§ **EXERCISE OBJECTIVE**:
Using the records below, output the stretch that opens with the line containing "point: yellow stadium" and closes with the line containing "point: older man", exactly and including both lines, with nothing more.

Start of PROVIDED ENTRIES

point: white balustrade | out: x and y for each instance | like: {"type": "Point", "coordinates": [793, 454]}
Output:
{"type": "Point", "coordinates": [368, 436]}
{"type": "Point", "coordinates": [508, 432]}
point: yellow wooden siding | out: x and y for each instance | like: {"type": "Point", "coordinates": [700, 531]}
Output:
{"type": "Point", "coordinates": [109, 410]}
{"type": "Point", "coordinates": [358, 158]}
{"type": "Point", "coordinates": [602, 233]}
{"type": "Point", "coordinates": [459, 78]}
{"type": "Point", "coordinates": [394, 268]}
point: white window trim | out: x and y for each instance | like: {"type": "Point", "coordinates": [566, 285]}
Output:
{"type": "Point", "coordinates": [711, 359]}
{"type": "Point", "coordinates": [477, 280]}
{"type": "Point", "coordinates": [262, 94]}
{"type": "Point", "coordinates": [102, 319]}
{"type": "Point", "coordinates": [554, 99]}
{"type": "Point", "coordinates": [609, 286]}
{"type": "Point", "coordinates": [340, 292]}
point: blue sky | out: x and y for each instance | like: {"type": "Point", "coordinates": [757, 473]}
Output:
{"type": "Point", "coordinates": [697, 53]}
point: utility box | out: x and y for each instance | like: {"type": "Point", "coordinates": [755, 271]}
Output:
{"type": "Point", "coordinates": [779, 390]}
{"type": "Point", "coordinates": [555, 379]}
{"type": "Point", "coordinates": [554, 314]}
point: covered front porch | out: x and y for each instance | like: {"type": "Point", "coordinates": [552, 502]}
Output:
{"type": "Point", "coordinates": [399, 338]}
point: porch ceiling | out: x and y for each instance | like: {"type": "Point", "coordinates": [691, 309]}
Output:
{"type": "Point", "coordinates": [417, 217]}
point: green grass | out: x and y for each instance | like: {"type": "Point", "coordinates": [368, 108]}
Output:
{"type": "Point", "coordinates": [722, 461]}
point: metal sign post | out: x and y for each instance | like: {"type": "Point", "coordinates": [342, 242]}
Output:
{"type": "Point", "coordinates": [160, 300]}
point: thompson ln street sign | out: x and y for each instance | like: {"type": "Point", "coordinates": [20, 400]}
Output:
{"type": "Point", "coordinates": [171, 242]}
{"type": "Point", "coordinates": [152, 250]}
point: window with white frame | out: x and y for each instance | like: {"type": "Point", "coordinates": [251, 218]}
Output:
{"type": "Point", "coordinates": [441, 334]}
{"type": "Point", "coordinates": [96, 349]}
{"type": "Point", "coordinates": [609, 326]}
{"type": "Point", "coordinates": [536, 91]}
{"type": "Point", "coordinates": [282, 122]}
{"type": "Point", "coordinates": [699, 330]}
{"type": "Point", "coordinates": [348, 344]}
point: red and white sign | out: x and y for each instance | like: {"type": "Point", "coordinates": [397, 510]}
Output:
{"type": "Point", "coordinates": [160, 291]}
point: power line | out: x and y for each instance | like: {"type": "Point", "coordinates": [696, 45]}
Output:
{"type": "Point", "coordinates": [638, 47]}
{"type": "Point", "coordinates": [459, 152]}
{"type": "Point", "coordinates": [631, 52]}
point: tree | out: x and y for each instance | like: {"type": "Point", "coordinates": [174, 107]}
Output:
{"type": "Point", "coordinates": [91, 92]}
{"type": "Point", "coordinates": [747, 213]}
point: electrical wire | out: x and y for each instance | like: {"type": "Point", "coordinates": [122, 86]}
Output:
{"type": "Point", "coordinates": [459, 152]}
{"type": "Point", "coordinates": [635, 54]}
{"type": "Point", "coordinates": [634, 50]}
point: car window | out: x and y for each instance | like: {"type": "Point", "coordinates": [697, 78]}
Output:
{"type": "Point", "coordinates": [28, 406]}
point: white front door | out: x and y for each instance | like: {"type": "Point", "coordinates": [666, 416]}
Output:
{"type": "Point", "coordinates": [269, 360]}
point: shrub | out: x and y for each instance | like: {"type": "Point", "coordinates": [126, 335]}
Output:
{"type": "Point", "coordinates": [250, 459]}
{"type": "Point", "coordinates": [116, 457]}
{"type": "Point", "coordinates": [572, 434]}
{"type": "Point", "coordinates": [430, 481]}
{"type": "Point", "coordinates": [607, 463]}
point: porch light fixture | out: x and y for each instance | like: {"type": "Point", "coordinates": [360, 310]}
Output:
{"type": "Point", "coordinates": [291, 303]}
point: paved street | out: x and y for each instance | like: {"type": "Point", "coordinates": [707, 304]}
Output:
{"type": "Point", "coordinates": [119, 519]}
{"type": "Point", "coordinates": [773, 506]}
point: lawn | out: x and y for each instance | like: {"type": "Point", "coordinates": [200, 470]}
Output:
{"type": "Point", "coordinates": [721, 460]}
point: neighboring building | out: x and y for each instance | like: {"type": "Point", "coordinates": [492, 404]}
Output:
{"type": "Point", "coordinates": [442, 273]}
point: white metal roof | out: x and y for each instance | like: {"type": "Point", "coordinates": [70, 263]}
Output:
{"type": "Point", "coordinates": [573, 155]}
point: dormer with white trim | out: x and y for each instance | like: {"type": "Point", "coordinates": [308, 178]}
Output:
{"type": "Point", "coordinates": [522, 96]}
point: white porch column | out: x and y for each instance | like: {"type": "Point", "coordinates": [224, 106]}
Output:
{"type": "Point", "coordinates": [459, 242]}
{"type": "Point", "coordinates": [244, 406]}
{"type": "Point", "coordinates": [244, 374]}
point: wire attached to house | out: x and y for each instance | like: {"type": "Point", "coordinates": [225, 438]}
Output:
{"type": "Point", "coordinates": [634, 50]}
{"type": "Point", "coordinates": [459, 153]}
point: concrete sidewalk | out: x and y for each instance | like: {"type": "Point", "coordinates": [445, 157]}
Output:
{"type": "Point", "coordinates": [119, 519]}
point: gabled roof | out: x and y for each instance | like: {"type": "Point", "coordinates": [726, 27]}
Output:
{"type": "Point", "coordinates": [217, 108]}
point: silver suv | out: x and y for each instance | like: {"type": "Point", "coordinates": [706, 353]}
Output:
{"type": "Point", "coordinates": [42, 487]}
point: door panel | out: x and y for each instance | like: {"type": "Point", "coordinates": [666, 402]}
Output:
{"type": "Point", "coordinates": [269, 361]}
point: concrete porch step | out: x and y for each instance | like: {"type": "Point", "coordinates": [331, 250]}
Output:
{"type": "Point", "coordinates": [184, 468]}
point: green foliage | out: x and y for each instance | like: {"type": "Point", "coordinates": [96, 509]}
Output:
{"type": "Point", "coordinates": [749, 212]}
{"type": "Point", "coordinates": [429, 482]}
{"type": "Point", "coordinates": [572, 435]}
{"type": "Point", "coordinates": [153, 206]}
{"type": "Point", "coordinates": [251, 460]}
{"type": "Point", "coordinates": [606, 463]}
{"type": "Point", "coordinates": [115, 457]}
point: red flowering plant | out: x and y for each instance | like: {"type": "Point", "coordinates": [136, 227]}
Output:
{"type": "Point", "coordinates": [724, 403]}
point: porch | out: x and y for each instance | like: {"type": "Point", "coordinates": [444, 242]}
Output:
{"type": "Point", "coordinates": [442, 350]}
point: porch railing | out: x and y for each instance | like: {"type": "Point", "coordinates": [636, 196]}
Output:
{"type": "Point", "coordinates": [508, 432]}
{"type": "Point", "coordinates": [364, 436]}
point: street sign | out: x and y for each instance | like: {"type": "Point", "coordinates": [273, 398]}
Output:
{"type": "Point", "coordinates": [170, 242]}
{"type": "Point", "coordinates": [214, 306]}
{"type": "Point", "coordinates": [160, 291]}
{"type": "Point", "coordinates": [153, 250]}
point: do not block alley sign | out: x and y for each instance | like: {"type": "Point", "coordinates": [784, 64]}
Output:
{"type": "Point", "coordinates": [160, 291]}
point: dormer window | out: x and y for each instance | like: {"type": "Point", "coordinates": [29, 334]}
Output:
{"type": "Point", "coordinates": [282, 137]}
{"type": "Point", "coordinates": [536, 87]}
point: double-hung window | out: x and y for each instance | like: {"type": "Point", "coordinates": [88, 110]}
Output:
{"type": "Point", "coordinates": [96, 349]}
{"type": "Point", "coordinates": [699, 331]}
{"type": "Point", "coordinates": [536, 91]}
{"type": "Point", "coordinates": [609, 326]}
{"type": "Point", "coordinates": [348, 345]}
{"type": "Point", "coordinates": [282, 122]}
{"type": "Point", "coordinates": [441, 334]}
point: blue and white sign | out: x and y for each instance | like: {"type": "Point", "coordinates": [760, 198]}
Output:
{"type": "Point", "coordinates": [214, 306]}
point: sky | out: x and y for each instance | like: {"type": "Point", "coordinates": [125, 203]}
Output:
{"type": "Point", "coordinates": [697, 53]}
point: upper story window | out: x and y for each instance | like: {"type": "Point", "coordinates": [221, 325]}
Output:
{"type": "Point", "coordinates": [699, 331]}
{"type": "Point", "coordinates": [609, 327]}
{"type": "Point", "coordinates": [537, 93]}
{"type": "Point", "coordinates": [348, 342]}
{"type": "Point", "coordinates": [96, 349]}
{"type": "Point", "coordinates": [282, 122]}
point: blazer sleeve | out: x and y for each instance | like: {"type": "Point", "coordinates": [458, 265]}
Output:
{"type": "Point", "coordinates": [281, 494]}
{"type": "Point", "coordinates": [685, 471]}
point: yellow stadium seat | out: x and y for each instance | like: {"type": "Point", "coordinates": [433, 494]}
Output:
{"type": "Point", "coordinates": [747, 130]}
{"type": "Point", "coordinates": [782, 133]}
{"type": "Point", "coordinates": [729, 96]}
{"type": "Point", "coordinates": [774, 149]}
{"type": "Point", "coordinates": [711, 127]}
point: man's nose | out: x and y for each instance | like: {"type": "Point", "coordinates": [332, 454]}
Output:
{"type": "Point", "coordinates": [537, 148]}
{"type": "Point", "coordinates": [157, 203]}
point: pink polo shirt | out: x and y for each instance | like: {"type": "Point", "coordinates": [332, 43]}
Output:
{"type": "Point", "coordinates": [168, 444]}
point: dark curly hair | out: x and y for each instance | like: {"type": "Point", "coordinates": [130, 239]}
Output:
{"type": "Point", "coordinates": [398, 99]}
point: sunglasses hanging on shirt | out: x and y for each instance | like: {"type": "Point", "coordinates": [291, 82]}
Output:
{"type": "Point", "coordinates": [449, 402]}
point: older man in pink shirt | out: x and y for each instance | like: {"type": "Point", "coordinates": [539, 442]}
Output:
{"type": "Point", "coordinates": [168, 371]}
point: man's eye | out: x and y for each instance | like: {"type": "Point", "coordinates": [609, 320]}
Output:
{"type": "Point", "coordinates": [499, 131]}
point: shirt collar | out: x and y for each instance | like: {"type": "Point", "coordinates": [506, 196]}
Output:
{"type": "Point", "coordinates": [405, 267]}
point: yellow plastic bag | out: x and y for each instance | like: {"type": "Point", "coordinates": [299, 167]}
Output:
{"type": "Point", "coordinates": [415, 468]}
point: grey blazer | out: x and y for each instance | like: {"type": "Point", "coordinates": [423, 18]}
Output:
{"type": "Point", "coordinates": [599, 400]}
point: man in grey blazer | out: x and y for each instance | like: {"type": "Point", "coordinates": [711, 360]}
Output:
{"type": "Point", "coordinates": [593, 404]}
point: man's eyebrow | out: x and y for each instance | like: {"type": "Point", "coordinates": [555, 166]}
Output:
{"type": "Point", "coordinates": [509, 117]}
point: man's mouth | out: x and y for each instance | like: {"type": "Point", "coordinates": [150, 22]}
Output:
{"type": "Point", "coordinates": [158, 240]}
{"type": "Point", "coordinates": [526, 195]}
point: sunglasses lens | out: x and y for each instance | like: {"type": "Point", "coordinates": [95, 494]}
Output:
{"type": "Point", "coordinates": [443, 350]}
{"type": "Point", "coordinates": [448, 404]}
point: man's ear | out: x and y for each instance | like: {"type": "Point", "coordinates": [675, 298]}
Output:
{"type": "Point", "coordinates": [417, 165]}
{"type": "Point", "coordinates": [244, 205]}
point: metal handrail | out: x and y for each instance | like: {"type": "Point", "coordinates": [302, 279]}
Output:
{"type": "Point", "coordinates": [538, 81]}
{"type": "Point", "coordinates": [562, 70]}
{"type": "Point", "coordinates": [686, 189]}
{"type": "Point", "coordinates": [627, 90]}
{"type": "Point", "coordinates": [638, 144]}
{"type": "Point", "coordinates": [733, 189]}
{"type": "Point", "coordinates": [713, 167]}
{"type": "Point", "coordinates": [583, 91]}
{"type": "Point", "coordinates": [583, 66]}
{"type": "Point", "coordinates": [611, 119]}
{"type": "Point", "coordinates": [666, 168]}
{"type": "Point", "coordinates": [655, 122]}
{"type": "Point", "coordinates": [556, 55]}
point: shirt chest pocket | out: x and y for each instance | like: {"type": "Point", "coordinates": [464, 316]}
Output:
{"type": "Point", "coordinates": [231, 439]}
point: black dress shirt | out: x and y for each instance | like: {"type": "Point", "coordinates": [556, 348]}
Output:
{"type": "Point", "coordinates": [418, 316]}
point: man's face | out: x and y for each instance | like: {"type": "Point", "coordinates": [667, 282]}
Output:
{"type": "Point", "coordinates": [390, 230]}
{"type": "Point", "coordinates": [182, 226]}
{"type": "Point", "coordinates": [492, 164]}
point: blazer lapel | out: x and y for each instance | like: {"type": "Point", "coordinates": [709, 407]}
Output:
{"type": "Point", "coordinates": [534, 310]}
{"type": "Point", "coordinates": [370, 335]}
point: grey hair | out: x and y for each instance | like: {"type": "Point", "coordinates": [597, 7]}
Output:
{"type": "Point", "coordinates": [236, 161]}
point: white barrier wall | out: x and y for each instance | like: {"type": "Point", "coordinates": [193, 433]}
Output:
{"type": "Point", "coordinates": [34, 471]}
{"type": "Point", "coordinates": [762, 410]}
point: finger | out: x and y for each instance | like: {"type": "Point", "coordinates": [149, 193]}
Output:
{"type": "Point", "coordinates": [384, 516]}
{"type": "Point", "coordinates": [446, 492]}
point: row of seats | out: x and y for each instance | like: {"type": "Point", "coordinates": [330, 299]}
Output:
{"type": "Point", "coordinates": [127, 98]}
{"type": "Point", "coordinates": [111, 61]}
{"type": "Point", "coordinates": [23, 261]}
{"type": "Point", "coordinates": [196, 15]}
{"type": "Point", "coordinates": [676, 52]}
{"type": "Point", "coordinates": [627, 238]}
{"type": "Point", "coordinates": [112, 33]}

End of PROVIDED ENTRIES

§ **RESPONSE BELOW**:
point: yellow stadium seat | out: x and y for each instance | like: {"type": "Point", "coordinates": [433, 494]}
Output:
{"type": "Point", "coordinates": [747, 130]}
{"type": "Point", "coordinates": [782, 133]}
{"type": "Point", "coordinates": [729, 96]}
{"type": "Point", "coordinates": [774, 149]}
{"type": "Point", "coordinates": [711, 127]}
point: man's nose | out: x and y for each instance | like: {"type": "Point", "coordinates": [332, 454]}
Output:
{"type": "Point", "coordinates": [537, 148]}
{"type": "Point", "coordinates": [157, 203]}
point: pink polo shirt | out: x and y for each instance | like: {"type": "Point", "coordinates": [332, 43]}
Output:
{"type": "Point", "coordinates": [168, 444]}
point: dark curly hair | out: x and y for each instance | like: {"type": "Point", "coordinates": [130, 239]}
Output:
{"type": "Point", "coordinates": [398, 99]}
point: sunglasses hanging on shirt | out: x and y for each instance | like: {"type": "Point", "coordinates": [291, 82]}
Output:
{"type": "Point", "coordinates": [449, 402]}
point: older man in pink shirt | out: x and y for each instance | like: {"type": "Point", "coordinates": [539, 442]}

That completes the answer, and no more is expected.